> [REQUIREMENT] When you reach the entries, transcribe each one exactly.

> [DATASET CONTENT]
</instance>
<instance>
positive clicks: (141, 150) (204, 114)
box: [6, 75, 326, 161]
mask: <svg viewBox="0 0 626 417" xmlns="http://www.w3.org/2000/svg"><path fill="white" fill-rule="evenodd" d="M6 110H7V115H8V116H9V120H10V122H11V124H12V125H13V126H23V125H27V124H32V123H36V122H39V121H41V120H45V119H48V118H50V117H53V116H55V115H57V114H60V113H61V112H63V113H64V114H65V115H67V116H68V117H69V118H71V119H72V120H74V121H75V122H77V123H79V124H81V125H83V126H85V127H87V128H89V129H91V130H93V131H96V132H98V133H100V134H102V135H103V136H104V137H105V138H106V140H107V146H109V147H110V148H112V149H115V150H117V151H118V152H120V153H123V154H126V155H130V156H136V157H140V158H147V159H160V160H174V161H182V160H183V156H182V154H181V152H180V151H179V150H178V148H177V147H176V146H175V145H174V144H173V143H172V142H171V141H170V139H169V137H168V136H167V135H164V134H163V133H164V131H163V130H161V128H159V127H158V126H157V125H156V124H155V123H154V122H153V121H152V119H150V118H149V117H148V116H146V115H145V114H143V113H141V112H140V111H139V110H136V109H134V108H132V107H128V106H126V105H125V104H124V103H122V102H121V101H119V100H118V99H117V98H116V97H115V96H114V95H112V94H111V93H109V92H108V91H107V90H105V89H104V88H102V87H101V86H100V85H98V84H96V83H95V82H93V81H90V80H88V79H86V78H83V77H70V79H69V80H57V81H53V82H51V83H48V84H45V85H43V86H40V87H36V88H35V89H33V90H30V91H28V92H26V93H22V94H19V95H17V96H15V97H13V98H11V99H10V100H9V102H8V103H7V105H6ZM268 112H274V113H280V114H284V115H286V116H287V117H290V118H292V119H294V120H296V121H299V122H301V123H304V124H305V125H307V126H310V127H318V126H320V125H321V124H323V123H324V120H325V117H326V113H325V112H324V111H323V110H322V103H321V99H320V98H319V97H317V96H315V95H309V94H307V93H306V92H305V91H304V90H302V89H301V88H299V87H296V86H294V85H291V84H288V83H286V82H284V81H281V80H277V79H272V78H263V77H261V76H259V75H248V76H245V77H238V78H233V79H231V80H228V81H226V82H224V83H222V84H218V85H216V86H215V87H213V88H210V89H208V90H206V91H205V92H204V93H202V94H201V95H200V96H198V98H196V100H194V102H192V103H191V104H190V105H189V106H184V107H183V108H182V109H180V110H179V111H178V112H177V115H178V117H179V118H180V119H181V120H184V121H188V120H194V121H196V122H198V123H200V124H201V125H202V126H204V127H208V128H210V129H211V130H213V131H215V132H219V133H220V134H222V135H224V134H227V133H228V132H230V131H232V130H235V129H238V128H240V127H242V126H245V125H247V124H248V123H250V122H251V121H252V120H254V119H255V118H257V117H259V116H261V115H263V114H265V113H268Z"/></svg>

> [ANSWER]
</instance>
<instance>
positive clicks: (141, 150) (204, 114)
box: [6, 75, 326, 161]
mask: <svg viewBox="0 0 626 417" xmlns="http://www.w3.org/2000/svg"><path fill="white" fill-rule="evenodd" d="M6 110H7V115H8V116H9V120H10V122H11V124H12V125H13V126H23V125H27V124H32V123H36V122H39V121H41V120H45V119H48V118H50V117H53V116H55V115H57V114H60V113H61V112H63V113H64V114H65V115H67V116H68V117H69V118H71V119H72V120H74V121H75V122H77V123H79V124H81V125H83V126H85V127H87V128H89V129H91V130H93V131H96V132H98V133H100V134H102V135H103V136H104V137H105V138H106V140H107V146H109V147H110V148H112V149H115V150H117V151H118V152H120V153H123V154H126V155H130V156H136V157H140V158H147V159H160V160H174V161H182V160H183V156H182V154H181V152H180V151H179V150H178V148H177V147H176V146H175V145H174V144H173V143H172V142H171V141H170V139H169V137H168V136H167V135H164V134H163V133H164V131H163V130H161V128H159V127H158V126H157V125H156V124H155V123H154V122H153V121H152V119H150V118H149V117H148V116H146V115H145V114H143V113H141V112H140V111H139V110H136V109H134V108H132V107H128V106H126V105H125V104H124V103H122V102H121V101H119V100H118V99H117V98H116V97H115V96H114V95H112V94H111V93H109V92H108V91H107V90H105V89H104V88H102V87H101V86H100V85H98V84H96V83H95V82H93V81H90V80H88V79H86V78H83V77H70V79H69V80H57V81H53V82H51V83H48V84H45V85H43V86H40V87H36V88H35V89H33V90H30V91H28V92H26V93H22V94H19V95H17V96H15V97H13V98H11V99H10V100H9V102H8V103H7V105H6ZM268 112H274V113H280V114H284V115H286V116H287V117H290V118H292V119H294V120H296V121H299V122H301V123H304V124H305V125H307V126H310V127H318V126H320V125H321V124H323V123H324V120H325V117H326V113H325V112H324V111H323V110H322V103H321V99H320V98H319V97H317V96H315V95H309V94H307V93H306V92H305V91H304V90H302V89H301V88H299V87H296V86H294V85H291V84H288V83H286V82H284V81H281V80H277V79H272V78H263V77H261V76H259V75H248V76H245V77H238V78H233V79H231V80H228V81H226V82H224V83H222V84H218V85H216V86H215V87H213V88H210V89H208V90H206V91H205V92H204V93H202V94H201V95H200V96H198V98H196V100H194V102H192V103H191V104H190V105H189V106H184V107H183V108H182V109H180V110H179V111H178V112H177V115H178V117H179V118H180V119H181V120H184V121H188V120H194V121H196V122H198V123H200V124H201V125H202V126H204V127H208V128H210V129H211V130H213V131H215V132H219V133H220V134H222V135H224V134H227V133H228V132H230V131H232V130H235V129H238V128H240V127H242V126H245V125H247V124H248V123H250V122H251V121H252V120H254V119H255V118H257V117H259V116H261V115H263V114H265V113H268Z"/></svg>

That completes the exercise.